WHAT IS REQUIRED ▸ Please set out each line below exactly as it stands, without the images.

EXERCISE DATA Block Start

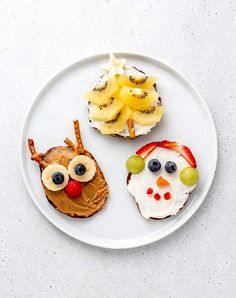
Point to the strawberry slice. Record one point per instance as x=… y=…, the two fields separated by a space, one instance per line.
x=183 y=150
x=147 y=149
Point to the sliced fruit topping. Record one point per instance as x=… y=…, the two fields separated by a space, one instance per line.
x=162 y=182
x=137 y=98
x=189 y=176
x=55 y=177
x=154 y=165
x=73 y=189
x=131 y=128
x=157 y=196
x=137 y=81
x=107 y=111
x=148 y=117
x=135 y=164
x=102 y=93
x=118 y=124
x=58 y=178
x=82 y=168
x=183 y=150
x=167 y=195
x=149 y=191
x=146 y=149
x=170 y=167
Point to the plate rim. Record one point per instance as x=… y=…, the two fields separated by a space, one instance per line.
x=138 y=241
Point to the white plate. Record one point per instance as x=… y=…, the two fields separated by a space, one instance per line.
x=49 y=121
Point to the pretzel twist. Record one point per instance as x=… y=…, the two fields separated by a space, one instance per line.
x=38 y=157
x=78 y=147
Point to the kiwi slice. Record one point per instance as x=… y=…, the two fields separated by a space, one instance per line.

EXERCISE DATA Block End

SOLUTION FOR THIS PROBLEM ▸
Point to the strawberry slice. Record one point per instance as x=… y=…, the two fields separated by a space, one instance per line.
x=183 y=150
x=147 y=149
Point to the sliced fruit topping. Record one point per instance as x=… y=…, the two fields separated by a space, one instance per line.
x=162 y=182
x=137 y=98
x=189 y=176
x=55 y=177
x=154 y=165
x=73 y=189
x=131 y=128
x=157 y=196
x=137 y=81
x=107 y=111
x=148 y=117
x=135 y=164
x=102 y=93
x=118 y=124
x=58 y=178
x=82 y=168
x=183 y=150
x=167 y=195
x=149 y=191
x=146 y=149
x=170 y=167
Point to the plate rim. Record one point per instance as x=… y=…, the two fields separated by a space, one instance per line.
x=138 y=241
Point to the white plate. Record one point per instance as x=… y=…, the two fields separated by a space, one instance per line.
x=49 y=121
Point to the pretzel twist. Record one point per instance as x=… y=…, the two fields separated by a space, one instance per line.
x=38 y=157
x=78 y=147
Point to the kiwi slice. Record one point per instance as x=… y=…, the two fields separated by a space, one instance per line.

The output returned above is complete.